Document passage:
Some comments...
yhersch
yhersch@allot.com
Wed Sep 8 09:04:13 1999
Hi,
I've been following the various discussions concerning the operation (or
inoperation?) of the eepro100. Until now I haven't had much to contribute.
However, things got hairy and I had no choice but to figure out what's
going on. Some observations...
1) My feeling (OK, this isn't an observation) all along has been that the
Intel chip itself has some basic flaw. It seems to get confused and there
is no way to recover gracefully. I have no proof, but look at the topics
discussed in this mailing list (receive hangs, transmit timeouts, etc). On
second thought, maybe this IS an observation.
2) We (Allot Communications) started experiencing crashes when we upgraded
to a faster system board. I made an assumption (yes, I know what ass-u-me
means), at least for this exercise (other possibilities of course exist)
that the problem was timing based. More specifically, the new system board
is TOO fast, and the NIC can't keep up. This could be caused by an improper
board design, which doesn't allow certain signals to stabilize properly
(quickly enough), or it could be a bug in the NIC itself (see #1 above).
Another possibility is that the chip just isn't designed to operate in
high-speed systems, and either certain hardware or software design changes
or workarounds are necessary. Workarounds make me nervous - they often
translate into reduced performance.
3) So, I got my hands dirty and started mucking around with the driver.
Most of my experiments involved various delays and code shuffling in the
driver's interrupt routine. Yeah, you all read correctly, delays in an
interrupt routine - If any of my computer science instructors were dead
today they'd be rolling in their graves. Of interest:
==> The proper delay inserted between reading the interrupt status and
acking the interrupts (writing back to the same register) keeps the board
from crashing. The size of the delay is particularly sensitive - if too
low, the system crashes; if too high, the ISR is overworked. Performance
results were varied based on different delay values.
Acking the interrupts twice (two sequential writes to the status register)
also kept the system from crashing, however performance suffered
significantly.
I was unsuccessful in my attempts at removing the delay by shuffling the
code around. The system continued to crash. More research and
experimentation is necessary to find another solution to the delay. In my
opinion, adding a delay is an evil workaround due to faulty hardware
behavior and it will negatively affect performance.
4) I discovered some potential problems with the driver itself. The Intel
User's Guide clearly RECOMMENDS that all accesses to the command and status
registers be limited to byte-wide access to avoid any side-effects.
However, the driver uses only word-wide access to these registers. There
might be nothing more sinister in this than the fact that Intel is
recommending good programming practice. However, I know what it means when
my wife RECOMMENDS that I tackle some chores around the house. It might be
that there is in fact a problem with word-wide access, and the driver needs
to be rewritten, or seriously massaged.

Record extracts:

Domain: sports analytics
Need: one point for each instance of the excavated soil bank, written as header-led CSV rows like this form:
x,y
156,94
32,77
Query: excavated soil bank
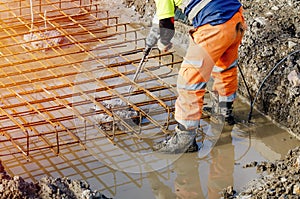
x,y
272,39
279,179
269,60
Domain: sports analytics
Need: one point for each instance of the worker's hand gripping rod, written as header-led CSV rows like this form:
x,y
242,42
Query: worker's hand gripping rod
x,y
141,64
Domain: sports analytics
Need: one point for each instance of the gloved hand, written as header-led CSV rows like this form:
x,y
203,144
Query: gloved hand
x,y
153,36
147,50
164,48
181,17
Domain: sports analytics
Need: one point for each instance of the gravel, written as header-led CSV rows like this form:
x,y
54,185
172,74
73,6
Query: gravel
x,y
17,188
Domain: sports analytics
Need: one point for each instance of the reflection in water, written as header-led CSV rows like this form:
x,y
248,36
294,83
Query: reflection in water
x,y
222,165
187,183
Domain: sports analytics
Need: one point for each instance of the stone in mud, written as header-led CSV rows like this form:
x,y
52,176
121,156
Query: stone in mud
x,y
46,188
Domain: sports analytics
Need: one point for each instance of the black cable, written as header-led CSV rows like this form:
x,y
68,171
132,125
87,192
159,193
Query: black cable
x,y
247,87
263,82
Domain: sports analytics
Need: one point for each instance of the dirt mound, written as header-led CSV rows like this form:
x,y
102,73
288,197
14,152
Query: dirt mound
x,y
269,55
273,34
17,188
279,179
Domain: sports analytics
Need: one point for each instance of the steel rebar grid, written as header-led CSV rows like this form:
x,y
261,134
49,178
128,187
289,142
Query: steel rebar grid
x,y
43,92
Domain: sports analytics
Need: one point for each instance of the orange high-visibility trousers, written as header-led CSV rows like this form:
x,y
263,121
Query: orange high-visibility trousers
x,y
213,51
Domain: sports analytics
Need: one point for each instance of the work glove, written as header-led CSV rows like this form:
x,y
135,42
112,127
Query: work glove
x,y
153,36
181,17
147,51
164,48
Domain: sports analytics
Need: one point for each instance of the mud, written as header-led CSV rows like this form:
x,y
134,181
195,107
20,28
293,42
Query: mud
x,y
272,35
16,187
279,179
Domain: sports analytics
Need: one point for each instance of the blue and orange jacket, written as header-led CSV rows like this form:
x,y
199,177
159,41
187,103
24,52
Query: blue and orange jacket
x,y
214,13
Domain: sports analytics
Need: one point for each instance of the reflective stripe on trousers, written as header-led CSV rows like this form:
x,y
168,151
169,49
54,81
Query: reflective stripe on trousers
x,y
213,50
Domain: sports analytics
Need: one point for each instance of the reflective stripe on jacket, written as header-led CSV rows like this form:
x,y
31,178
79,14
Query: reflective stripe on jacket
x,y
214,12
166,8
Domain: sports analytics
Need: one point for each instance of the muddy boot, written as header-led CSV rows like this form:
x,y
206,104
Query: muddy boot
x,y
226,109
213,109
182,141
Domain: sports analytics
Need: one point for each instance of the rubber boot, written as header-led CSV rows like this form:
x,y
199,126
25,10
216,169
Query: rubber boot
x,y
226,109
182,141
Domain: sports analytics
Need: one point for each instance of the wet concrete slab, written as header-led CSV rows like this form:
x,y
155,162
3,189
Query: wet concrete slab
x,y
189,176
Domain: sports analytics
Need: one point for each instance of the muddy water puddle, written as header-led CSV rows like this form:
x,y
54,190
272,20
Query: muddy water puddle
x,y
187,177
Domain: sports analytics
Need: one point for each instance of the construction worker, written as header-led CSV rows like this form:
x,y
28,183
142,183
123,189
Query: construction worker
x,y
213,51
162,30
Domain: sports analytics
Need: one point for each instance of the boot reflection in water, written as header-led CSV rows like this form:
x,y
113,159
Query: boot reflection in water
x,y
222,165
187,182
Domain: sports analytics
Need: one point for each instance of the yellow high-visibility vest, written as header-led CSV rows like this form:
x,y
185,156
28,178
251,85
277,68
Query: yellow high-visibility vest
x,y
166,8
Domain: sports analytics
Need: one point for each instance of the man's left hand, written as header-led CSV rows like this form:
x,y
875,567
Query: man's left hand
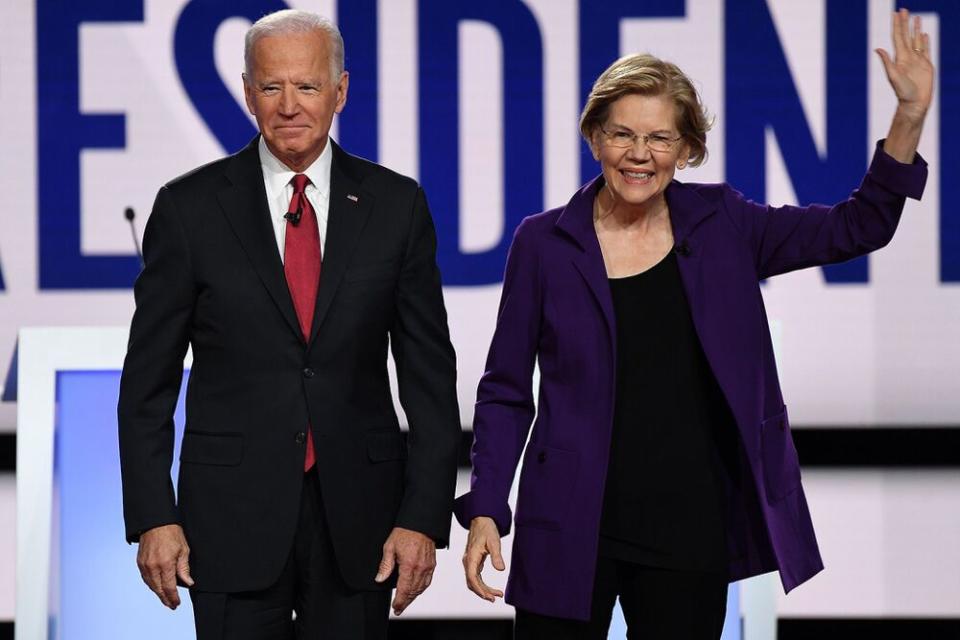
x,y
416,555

Set task 1: Count the lines of the records that contain the string "dirt", and give only that number.
Set task 2: Continue the post on the eepro100 network driver from where it stops.
The text and the records have no connection to each other.

Written reply 1: 2

Written reply 2:
5) The loop in the wait_for_cmd_done() routine might be too short for very
fast boards. I changed the loop from 100 to 10000. Is this too high, or too
low? It seems that this keeps the system more stable, but I don't have any
positive proof (yet).
6) Intel documentation states clearly that the CU Start and RU Start should
only be executed when the unit is in either the idle or no resources state.
This is not always checked. For example, in the ISR, the RxStart command
(RX_START in older drivers) is issued without first invoking
wait_for_cmd_done(). It seems to me that unless it's 100% sure that the
receive unit is idle here, wait_for_cmd_done() should be called. Also as I
recall, there are one or two other places in the driver where either the
RxStart or CuStart commands are issued without first invoking
wait_for_cmd_done().
7) The transmit routine has a somewhat lengthy section of code in which
interrupts are disabled. It seems to me that perhaps it would be worthwhile
seeing if there is a way to redesign this area to eliminate (or at least
shorten the duration of) the interrupts being disabled.
Using version 1.05 of the driver, I was able to come up with a stable
working version of the driver. This was accomplished by doing the
following:
- In the speedo_interrupt() routine, I added a delay - udelay(2) - right
after reading the interrupt status.
- Changed the wait_for_cmd_done() loop to 10000.
- Made sure that wait_for_cmd_done() was invoked every place that the
RxStart or CuStart commands are issued.
I hope that I've contributed some useful ideas and haven't just waisted
mailing list bandwidth. I'm continuing my experiments and maybe something
will come of all this. I'll keep you all posted.
Thanks of course goes to Donald Becker. Along with Daniel Veillard, I too
find it amazing that just about every NIC driver has Donald's name as the
author. Doesn't the guy ever sleep?!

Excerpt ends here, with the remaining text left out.